===== Records for this exercise =====

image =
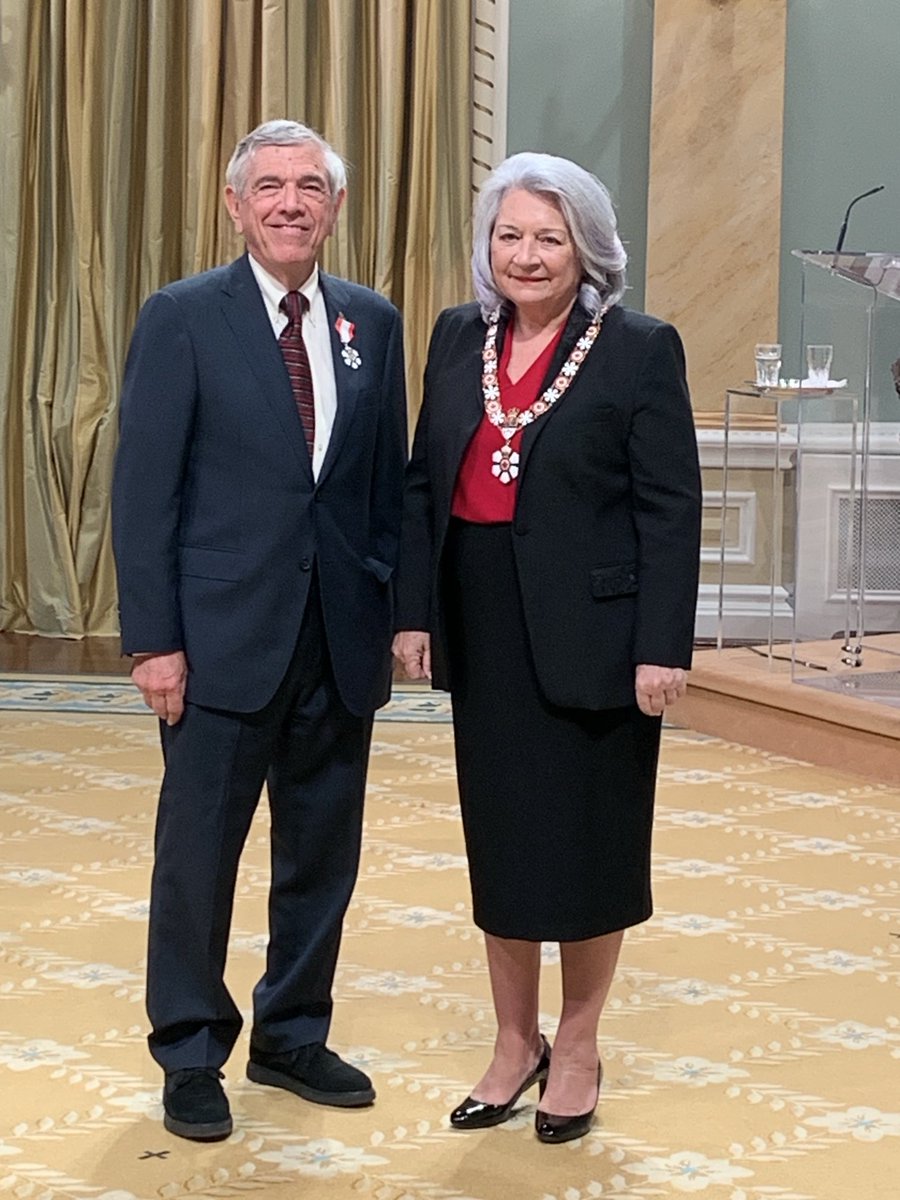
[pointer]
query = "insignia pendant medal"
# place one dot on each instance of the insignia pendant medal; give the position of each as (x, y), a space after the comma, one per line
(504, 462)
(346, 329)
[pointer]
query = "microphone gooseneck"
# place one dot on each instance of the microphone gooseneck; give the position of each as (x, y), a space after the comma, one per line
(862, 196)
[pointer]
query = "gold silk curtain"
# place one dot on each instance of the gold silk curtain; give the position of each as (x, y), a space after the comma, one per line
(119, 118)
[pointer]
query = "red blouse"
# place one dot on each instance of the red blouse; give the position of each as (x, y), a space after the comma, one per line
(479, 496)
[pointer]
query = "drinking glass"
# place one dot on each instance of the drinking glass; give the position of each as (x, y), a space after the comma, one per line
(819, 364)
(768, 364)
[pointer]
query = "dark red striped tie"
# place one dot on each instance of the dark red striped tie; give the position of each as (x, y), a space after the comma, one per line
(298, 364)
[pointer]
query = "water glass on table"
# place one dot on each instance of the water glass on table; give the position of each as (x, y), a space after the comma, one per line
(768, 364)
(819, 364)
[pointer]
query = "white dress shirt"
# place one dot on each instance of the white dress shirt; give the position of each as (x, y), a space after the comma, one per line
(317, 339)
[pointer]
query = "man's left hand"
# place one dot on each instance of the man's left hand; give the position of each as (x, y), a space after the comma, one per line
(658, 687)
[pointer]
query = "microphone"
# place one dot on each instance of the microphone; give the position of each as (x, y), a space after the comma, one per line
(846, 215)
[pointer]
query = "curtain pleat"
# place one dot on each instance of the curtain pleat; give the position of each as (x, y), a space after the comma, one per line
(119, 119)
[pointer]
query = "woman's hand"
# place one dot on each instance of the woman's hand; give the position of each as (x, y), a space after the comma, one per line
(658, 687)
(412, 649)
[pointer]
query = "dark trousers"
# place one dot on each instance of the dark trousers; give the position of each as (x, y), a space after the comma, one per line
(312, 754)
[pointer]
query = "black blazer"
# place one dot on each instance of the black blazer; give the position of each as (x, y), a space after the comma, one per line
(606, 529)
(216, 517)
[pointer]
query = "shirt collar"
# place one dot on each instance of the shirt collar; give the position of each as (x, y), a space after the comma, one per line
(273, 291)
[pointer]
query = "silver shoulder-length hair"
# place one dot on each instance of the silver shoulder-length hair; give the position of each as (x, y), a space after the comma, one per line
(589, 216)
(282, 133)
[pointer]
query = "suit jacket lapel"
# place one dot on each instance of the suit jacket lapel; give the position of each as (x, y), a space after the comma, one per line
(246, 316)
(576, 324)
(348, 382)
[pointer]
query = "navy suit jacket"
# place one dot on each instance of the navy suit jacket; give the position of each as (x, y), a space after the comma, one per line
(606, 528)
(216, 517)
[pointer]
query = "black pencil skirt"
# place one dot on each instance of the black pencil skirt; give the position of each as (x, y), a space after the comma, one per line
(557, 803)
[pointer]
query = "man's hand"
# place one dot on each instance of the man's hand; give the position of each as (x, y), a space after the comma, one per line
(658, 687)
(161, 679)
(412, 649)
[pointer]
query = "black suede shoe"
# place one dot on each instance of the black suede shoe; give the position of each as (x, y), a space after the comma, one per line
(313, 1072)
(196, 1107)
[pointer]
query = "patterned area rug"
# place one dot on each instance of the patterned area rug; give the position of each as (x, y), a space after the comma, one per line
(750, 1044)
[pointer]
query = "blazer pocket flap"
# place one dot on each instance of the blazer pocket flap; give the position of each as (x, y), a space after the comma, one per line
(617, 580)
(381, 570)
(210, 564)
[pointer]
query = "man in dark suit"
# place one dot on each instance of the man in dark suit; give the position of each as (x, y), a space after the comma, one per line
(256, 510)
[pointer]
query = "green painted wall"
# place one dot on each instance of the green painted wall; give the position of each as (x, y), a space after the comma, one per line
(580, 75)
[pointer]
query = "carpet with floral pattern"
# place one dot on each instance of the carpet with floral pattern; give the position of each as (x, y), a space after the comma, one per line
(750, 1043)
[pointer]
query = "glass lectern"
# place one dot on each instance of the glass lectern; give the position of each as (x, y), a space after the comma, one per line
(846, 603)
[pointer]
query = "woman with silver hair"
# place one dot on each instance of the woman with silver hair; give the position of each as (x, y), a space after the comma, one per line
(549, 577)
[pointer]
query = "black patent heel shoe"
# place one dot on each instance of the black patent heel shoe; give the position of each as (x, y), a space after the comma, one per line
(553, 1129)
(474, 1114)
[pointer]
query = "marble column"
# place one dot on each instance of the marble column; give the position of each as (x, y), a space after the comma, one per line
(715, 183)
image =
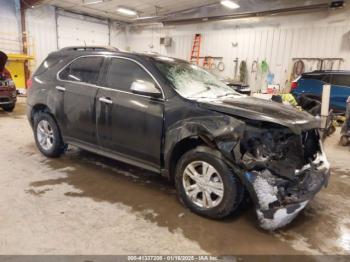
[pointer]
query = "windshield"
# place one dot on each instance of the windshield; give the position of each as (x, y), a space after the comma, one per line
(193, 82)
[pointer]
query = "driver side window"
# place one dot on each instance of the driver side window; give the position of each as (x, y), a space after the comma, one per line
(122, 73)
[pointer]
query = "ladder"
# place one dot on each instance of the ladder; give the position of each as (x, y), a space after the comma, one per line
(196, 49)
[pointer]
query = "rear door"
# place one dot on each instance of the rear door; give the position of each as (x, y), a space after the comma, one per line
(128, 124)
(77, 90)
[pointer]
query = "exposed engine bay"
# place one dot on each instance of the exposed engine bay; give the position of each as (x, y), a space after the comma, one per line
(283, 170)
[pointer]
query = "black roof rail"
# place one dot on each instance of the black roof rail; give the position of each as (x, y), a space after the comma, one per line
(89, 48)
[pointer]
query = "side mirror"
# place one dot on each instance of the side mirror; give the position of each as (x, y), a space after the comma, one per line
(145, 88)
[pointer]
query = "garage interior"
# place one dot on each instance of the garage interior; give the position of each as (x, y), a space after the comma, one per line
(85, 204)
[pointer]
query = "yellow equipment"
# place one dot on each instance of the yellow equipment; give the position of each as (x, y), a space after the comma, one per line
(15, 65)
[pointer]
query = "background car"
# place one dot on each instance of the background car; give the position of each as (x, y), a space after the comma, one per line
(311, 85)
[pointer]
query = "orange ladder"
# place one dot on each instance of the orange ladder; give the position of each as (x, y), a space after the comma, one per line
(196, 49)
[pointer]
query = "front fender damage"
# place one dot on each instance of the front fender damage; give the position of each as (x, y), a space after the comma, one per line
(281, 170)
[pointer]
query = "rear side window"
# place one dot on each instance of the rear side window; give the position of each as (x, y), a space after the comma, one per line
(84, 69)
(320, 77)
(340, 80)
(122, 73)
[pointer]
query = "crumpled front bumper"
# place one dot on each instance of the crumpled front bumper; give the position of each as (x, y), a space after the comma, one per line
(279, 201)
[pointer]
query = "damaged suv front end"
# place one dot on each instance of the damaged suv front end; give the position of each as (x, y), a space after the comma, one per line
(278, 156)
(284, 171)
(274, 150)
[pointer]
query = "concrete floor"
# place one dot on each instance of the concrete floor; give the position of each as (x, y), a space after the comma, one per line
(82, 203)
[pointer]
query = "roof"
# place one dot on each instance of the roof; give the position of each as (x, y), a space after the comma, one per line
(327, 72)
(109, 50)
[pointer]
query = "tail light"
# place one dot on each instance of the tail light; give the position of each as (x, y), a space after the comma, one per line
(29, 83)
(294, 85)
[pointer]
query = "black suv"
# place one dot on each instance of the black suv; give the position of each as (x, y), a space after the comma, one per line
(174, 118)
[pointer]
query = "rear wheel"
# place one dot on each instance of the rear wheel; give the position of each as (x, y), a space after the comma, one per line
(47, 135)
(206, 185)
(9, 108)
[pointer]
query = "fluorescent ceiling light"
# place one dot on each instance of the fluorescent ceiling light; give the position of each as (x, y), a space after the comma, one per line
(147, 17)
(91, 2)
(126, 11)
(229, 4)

=====

§ What is asked
Without the images, write out each line of the data verbatim.

§ Result for this task
image =
[pointer]
query = "insignia pendant medal"
# place one dot on each instance of the insignia pendant medal; give the position of each as (x, y), a space after the comma, one per line
(504, 462)
(346, 329)
[pointer]
query = "microphone gooseneck"
# place one dot on each instance of the microphone gooseneck; give the position of each as (x, y), a space after the comma, one per line
(862, 196)
[pointer]
query = "gold silk curtain"
# place one dot on each instance of the gold silk curtain; give the position of each as (x, y), a space after the comma, one per line
(119, 118)
[pointer]
query = "red blouse"
# place one dot on each instance of the red blouse; give the position of each as (x, y), a space after the comma, one per line
(479, 496)
[pointer]
query = "drinking glass"
# place one dot on each instance of the drinking glass; give the position of each as (x, y), a space after the comma, one per line
(819, 364)
(768, 364)
[pointer]
query = "dark red striped tie"
# place one dot on each instance of the dark red striped tie; give the position of each as (x, y), a space after the comma, one per line
(298, 364)
[pointer]
query = "water glass on table"
# place one dot on each instance of the water glass on table; give the position of each as (x, y), a space after the comma, one per line
(768, 364)
(819, 364)
[pointer]
query = "white dress shirt"
# place one dot on each instance of the white dress shirt; give the position of each as (x, y), a space after the comma, one per line
(317, 339)
[pointer]
query = "man's left hand"
# place one dot on each instance of the man's left hand; give the position of each as (x, y), a space after the comma, one per line
(658, 687)
[pointer]
query = "microphone"
# place one dot on each instance of the microphone; give the position of each as (x, y), a space after the comma, one per line
(846, 215)
[pointer]
query = "curtain pleat"
# place one dot on each instance of the curtain pleat; give the position of each as (x, y), a space after the comma, one per line
(119, 119)
[pointer]
query = "woman's hand"
# place one dot on each instance of the woman's hand; give the position of each as (x, y), a space after the comma, one per line
(658, 687)
(412, 649)
[pointer]
query = "dark trousers"
# place one dot on each instance of the dark trousers; give the position of each as (x, y), a space after the comma, one per line
(312, 754)
[pointer]
query = "black blazer"
# place one dot on each instance of the black blazer; give the position of each as (x, y), a space after the comma, one per line
(606, 529)
(216, 517)
[pointer]
query = "shirt collar"
# place one dot on each instance of the shirt collar; give the position of each as (x, y), a space after the comma, one per line
(273, 291)
[pointer]
query = "silver shoulder-length hair"
# place one dot on each instance of the silver shoulder-length hair; give the position of each as (x, y), a space after the comma, one per line
(589, 216)
(282, 133)
[pointer]
query = "suit jacket lapel"
# place one dot on each instance of the suit jacket lapel; give the position of each as (x, y), a space after the comma, one per line
(246, 316)
(576, 324)
(348, 382)
[pointer]
query = "navy suit jacket"
# place one dot on each instance of the navy suit jacket; give the position of each as (x, y), a space after the comma, one per line
(606, 528)
(216, 517)
[pointer]
query = "black pencil skirt"
# place one dot on each instance of the black pencil skirt; give the position of each as (x, y), a space after the comma, one per line
(557, 803)
[pointer]
query = "man's hand"
# place one dot on each instance of the man's hand; give the position of each as (x, y), a space after the comma, one per line
(658, 687)
(161, 679)
(412, 649)
[pointer]
query = "black suede shoe"
# place one dot on each instance of the black suede shoe; give the position of each as (x, y), a space after the comma, one per line
(313, 1072)
(196, 1107)
[pointer]
query = "patterned area rug"
# place one dot on each instance of the patterned area rug; give the position of each as (x, y), a space after the comma, one per line
(750, 1044)
[pointer]
query = "blazer pocket flap"
# place one dot on each instance of the blazer pocket flap; give the position of each as (x, y), a space after the comma, one per line
(617, 580)
(381, 570)
(210, 564)
[pointer]
query = "man in dark suit"
# place one dot on each instance of the man in dark suit; give the position of each as (x, y), a space after the comma, one per line
(256, 510)
[pointer]
query = "green painted wall"
# place one dot on each instance of the green painted wall; give the position of each as (x, y), a space after the comma, one per line
(580, 75)
[pointer]
query = "carpet with floral pattern"
# place one dot on each instance of the carpet with floral pattern; give the position of each as (x, y), a space after the comma, one per line
(750, 1043)
[pointer]
query = "glass lectern"
# place one dot on each instance of the glass lectern; give the position of each as (x, y), a space after the comma, one per line
(846, 603)
[pointer]
query = "woman with silver hair"
# place one dot on each instance of the woman with silver hair; give the position of each as (x, y), a space after the comma, one per line
(549, 577)
[pointer]
query = "black patent heel shoe"
# place one dot on each instance of the black patent heel shoe; give the position of each as (x, y), a space after the comma, one per line
(553, 1129)
(474, 1114)
[pointer]
query = "marble column"
# place one dot on each instance of the marble column; give the position of each as (x, y), a space after the comma, one per line
(715, 183)
image =
[pointer]
query = "windshield"
# place one dot on each instance of the windshield; give the position of each as (x, y), a space after the comma, one per line
(193, 82)
[pointer]
query = "driver side window"
# place one dot on each instance of the driver side window; give the position of each as (x, y), a space after the comma, one per line
(122, 73)
[pointer]
query = "ladder"
# place one dot on each instance of the ladder; give the position of each as (x, y), a space after the comma, one per line
(196, 49)
[pointer]
query = "rear door"
# place one dot on each instance of the rear door; give the position of each as (x, y), a space after the comma, one per line
(128, 124)
(77, 90)
[pointer]
query = "exposed engine bay"
# place one dot on each instance of the exposed engine bay; give the position of each as (x, y), a space after the comma, one per line
(283, 170)
[pointer]
query = "black roof rail"
# place one dot on each instance of the black roof rail; give the position of each as (x, y), a space after the comma, one per line
(89, 48)
[pointer]
query = "side mirror"
# place one dot on each instance of the side mirror; give the position of each as (x, y), a space after the comma, one per line
(145, 88)
[pointer]
query = "garage interior"
# place one dot on each instance of the garage interior; give the position of each as (x, y), a space after the comma, one per line
(85, 204)
[pointer]
query = "yellow equipment"
# place one dot on each instance of the yellow equipment; give the position of each as (x, y), a space after the comma, one per line
(15, 65)
[pointer]
query = "background car"
# place one dot on each instance of the background car; give the position of each as (x, y), a space after the comma, one per line
(311, 85)
[pointer]
query = "orange ladder"
# place one dot on each instance of the orange ladder; give the position of each as (x, y), a space after the comma, one per line
(196, 49)
[pointer]
query = "front fender damage"
# place one dot on each instance of the front fender damage; give the position of each as (x, y), a space after the comma, one per line
(281, 170)
[pointer]
query = "rear side window"
# place one dot on each instance of the rear side window; give the position of each as (x, y), a space after the comma, one per line
(84, 69)
(320, 77)
(340, 80)
(122, 73)
[pointer]
query = "crumpled front bumper"
# place one dot on each instance of the crumpled front bumper; give the position of each as (x, y), a space after the comma, one per line
(279, 201)
[pointer]
query = "damaged suv front end"
# place one dot on each instance of the damaged suv front end; give the position of each as (x, y), a space after the comma, one per line
(278, 156)
(284, 171)
(274, 150)
[pointer]
query = "concrete floor"
# place one dot on each instance of the concrete floor; give the position of each as (x, y), a space after the comma, one per line
(82, 203)
[pointer]
query = "roof"
# place one dot on each instance of the roof; give the position of each as (x, y), a space after the comma, one per line
(327, 72)
(109, 50)
[pointer]
query = "tail light"
# place one dot on each instance of the tail light; give the position of each as (x, y), a space after the comma, one per line
(29, 83)
(294, 85)
[pointer]
query = "black suv"
# place one dot on each instance of the black suv; give the position of each as (x, y), a space after the comma, one per line
(174, 118)
[pointer]
query = "rear wheel"
# place one dot on each instance of the rear wheel; give the position of each as (x, y), a space after the comma, one per line
(47, 135)
(206, 185)
(9, 108)
[pointer]
query = "fluorescent ceiling light"
# place one dot on each instance of the fluorescent ceiling light; give the position of each as (x, y), a space after the comma, one per line
(147, 17)
(91, 2)
(126, 11)
(229, 4)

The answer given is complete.